Work to complete: Return verbatim the line containing "of the myer" together with all lines that follow it, through the end of the records.

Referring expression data
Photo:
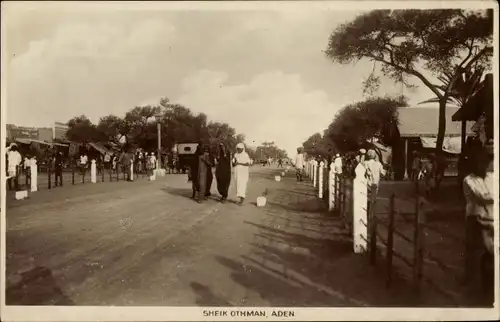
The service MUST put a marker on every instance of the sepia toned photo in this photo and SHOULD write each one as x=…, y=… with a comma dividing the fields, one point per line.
x=281, y=161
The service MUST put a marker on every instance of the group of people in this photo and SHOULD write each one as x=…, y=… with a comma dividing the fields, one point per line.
x=201, y=174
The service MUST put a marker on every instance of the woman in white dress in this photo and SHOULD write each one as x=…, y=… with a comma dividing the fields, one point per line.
x=241, y=164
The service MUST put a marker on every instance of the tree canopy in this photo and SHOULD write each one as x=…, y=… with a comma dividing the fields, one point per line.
x=139, y=125
x=424, y=44
x=356, y=125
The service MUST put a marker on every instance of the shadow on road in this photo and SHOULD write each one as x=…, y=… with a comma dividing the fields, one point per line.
x=206, y=297
x=37, y=287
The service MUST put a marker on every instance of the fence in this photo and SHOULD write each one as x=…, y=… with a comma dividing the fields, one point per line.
x=385, y=233
x=44, y=176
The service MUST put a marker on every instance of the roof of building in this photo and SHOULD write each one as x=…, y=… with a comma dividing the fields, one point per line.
x=479, y=103
x=423, y=121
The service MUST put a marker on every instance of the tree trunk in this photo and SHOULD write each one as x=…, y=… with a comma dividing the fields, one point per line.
x=441, y=125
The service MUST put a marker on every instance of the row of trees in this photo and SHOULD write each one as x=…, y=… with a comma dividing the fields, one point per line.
x=358, y=124
x=139, y=128
x=446, y=50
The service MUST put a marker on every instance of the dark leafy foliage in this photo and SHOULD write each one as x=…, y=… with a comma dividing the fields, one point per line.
x=140, y=127
x=417, y=42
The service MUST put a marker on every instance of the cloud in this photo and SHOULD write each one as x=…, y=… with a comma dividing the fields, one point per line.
x=272, y=106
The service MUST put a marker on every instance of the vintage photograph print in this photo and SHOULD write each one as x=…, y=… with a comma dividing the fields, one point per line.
x=249, y=160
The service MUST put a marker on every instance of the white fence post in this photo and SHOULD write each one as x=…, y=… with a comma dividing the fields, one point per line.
x=360, y=215
x=320, y=179
x=93, y=172
x=331, y=192
x=315, y=173
x=34, y=175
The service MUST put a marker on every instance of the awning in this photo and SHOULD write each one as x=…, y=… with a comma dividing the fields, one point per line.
x=452, y=145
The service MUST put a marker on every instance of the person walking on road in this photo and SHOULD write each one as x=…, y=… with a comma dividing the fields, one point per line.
x=223, y=171
x=299, y=164
x=241, y=164
x=210, y=175
x=337, y=164
x=198, y=173
x=58, y=168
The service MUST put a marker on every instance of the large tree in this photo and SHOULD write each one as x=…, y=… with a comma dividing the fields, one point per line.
x=361, y=122
x=316, y=144
x=424, y=44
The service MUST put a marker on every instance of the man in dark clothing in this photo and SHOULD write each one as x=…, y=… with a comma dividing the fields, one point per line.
x=58, y=168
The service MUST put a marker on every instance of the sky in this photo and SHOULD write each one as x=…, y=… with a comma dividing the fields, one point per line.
x=262, y=71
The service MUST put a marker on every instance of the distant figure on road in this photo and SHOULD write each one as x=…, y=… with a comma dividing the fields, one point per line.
x=14, y=160
x=337, y=164
x=83, y=163
x=210, y=175
x=415, y=166
x=58, y=168
x=223, y=171
x=299, y=164
x=198, y=173
x=241, y=163
x=107, y=161
x=479, y=253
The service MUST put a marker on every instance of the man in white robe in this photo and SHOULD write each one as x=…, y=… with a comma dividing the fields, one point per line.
x=241, y=164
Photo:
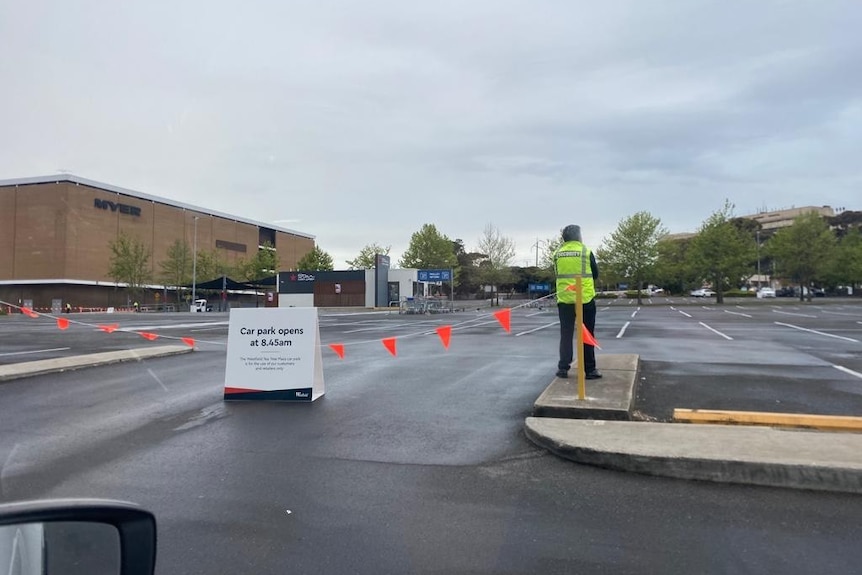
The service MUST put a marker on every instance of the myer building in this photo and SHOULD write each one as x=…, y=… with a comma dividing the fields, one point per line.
x=55, y=235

Answer to this problem:
The service MUST put a marker on every instance of the myer building in this photo and SHOULD write each one as x=…, y=… with a comma dividing the fields, one point per line.
x=55, y=235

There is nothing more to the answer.